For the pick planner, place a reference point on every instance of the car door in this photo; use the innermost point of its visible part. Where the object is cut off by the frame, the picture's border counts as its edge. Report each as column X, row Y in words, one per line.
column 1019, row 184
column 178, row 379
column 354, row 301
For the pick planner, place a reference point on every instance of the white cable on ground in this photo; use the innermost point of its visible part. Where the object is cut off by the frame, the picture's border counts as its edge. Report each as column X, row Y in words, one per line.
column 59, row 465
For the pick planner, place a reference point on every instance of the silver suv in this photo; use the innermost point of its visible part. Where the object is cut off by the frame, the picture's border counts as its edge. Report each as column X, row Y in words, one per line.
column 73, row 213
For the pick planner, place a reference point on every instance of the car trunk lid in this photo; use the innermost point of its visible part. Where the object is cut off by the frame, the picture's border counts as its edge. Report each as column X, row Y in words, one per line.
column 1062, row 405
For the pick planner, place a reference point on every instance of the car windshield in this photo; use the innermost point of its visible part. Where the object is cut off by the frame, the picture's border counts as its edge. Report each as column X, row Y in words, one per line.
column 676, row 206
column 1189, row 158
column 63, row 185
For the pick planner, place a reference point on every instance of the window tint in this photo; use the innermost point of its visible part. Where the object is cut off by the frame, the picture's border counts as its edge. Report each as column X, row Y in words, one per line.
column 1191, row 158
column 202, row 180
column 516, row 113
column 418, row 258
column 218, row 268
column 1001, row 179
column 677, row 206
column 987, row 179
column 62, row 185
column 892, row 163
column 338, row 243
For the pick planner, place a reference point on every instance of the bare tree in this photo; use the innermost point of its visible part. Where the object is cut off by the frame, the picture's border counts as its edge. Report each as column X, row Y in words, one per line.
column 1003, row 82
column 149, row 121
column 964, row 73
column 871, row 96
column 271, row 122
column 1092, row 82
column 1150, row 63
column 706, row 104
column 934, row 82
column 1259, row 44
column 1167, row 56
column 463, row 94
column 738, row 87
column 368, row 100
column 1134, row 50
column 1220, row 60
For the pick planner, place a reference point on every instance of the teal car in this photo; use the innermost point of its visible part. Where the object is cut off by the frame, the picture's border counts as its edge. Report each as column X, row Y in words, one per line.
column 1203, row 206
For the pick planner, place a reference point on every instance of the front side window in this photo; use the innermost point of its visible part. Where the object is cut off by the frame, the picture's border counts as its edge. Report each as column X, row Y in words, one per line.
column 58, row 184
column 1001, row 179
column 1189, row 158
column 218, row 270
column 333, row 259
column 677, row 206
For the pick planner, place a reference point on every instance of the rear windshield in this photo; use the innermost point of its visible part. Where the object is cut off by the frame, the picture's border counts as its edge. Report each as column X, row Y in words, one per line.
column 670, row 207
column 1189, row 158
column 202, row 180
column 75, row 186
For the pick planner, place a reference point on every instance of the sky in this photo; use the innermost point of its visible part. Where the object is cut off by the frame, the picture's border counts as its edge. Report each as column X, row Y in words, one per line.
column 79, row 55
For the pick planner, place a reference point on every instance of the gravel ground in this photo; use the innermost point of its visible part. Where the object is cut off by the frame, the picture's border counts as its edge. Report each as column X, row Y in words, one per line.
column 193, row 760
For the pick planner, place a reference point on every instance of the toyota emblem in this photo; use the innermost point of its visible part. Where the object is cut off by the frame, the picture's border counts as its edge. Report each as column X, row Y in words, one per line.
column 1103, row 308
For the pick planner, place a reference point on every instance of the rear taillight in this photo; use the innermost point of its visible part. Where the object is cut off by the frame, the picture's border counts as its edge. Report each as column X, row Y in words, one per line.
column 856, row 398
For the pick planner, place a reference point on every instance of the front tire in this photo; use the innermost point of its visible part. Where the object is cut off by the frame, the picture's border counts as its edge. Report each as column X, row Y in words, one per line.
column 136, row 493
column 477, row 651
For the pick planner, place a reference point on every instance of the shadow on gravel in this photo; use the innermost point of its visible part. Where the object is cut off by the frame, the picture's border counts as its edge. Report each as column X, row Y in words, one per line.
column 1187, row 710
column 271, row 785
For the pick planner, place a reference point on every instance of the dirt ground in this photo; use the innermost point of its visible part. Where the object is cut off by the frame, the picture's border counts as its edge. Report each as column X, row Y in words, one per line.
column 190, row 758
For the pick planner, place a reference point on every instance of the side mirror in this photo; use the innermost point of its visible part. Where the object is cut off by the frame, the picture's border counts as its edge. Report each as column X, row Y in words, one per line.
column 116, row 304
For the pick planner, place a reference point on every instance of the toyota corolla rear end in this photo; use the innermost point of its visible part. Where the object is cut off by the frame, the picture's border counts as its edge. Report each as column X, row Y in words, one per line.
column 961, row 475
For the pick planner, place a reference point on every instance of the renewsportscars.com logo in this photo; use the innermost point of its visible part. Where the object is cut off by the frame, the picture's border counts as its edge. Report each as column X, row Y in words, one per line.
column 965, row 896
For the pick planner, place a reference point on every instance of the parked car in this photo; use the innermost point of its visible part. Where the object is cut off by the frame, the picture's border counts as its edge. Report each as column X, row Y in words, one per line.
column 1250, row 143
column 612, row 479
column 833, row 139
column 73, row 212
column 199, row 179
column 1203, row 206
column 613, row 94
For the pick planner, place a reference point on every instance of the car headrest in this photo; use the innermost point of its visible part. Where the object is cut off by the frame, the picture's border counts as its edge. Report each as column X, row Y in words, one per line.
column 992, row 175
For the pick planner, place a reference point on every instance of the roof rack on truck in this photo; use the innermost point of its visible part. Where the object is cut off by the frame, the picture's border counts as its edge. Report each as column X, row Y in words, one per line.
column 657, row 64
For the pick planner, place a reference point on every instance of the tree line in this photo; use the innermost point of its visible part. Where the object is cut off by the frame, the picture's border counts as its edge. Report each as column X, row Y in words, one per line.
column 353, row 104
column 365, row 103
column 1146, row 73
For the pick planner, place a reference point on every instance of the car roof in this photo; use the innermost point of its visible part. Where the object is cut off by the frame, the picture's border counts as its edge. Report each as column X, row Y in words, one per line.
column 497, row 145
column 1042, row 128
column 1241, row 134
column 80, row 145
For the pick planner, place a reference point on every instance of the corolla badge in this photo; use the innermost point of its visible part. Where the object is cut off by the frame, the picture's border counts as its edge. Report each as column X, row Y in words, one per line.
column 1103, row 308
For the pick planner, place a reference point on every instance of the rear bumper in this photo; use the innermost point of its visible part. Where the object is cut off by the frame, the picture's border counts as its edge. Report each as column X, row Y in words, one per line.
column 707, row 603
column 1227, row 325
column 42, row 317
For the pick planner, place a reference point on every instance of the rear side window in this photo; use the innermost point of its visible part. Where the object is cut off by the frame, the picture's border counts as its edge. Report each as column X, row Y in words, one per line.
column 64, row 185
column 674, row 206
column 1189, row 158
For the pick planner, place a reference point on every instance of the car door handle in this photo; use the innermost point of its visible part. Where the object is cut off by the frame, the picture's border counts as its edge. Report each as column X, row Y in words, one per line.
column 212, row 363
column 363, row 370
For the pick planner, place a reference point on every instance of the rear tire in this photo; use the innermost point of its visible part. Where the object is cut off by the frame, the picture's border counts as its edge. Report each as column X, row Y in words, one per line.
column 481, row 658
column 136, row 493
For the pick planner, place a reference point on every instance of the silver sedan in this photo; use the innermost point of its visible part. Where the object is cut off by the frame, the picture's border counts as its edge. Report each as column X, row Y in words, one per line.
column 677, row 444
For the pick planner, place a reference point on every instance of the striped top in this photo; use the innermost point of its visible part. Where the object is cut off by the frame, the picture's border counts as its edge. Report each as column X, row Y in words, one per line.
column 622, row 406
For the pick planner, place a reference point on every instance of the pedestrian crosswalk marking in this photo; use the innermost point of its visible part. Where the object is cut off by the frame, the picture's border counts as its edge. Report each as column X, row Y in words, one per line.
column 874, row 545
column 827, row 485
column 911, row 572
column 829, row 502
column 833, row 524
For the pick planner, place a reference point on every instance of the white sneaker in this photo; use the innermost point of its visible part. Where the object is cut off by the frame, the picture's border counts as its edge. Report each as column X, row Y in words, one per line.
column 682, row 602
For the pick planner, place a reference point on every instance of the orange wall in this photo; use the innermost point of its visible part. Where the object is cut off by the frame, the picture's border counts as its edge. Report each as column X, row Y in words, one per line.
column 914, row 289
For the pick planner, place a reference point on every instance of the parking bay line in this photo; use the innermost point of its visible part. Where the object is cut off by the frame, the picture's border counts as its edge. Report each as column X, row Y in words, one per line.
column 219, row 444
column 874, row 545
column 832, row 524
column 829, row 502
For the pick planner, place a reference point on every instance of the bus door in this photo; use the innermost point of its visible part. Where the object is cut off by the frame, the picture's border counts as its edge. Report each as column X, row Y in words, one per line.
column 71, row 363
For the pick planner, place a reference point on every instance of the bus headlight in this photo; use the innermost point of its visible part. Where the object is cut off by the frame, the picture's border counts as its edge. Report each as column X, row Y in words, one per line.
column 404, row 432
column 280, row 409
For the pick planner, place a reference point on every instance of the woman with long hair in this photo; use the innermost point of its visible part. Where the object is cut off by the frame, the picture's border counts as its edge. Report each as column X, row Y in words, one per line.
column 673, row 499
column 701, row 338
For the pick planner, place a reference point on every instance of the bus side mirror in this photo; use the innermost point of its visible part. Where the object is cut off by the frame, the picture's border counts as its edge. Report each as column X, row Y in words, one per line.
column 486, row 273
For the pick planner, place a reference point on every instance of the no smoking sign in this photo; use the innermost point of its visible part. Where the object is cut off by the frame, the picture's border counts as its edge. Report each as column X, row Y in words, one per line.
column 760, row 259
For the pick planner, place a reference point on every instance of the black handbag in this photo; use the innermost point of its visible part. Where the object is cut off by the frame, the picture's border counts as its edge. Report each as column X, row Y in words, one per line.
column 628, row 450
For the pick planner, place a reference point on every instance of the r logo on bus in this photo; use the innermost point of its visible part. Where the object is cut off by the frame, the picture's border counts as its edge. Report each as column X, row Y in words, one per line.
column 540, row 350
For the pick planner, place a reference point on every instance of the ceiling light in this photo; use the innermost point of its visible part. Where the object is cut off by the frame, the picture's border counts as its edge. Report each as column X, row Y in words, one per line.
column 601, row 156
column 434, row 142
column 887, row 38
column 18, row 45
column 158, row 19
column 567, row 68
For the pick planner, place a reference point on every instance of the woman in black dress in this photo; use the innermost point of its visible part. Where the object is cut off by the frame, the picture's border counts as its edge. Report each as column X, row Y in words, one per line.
# # #
§ What to produce
Please pull out the lines above without changing a word, starting with the line that contains "of the parking" and going on through the line that contains "column 486, row 273".

§ Answer to this task
For the pick planner, place a reference point on every instance of the parking bay line in this photo; use the innermost point of its visible part. Where the object is cut off by the frame, the picture's border counts as its edge. Report each as column X, row Y in words, one per line.
column 219, row 444
column 874, row 545
column 832, row 524
column 829, row 502
For the pick planner, place a reference point on every instance of the bus door in this photo; use the innermost point of its visible part. Where the object is cut off by the frame, the picture's border counts as its edge. Report each as column X, row Y in words, one per line.
column 71, row 363
For the pick planner, place a reference point on every instance of the bus headlight in this photo; use the innermost point of its visible part. Where the object is cut off by the frame, the picture's border counts as its edge. Report each as column X, row Y in words, one per line.
column 404, row 432
column 280, row 409
For the pick planner, place a reference point on every instance of the woman with long hair in this photo; use the innermost point of its visible part. Where the object is cut off by the frame, the picture's border counts as its edge. Report each as column X, row Y in words, one per line.
column 673, row 499
column 701, row 338
For the pick planner, place a reference point on every instance of the bus side mirror in this photo; use the innermost point of its visible part. Where the object is cut off by the frame, the picture's border counts as its edge. Report each as column X, row Y in words, one per line.
column 486, row 273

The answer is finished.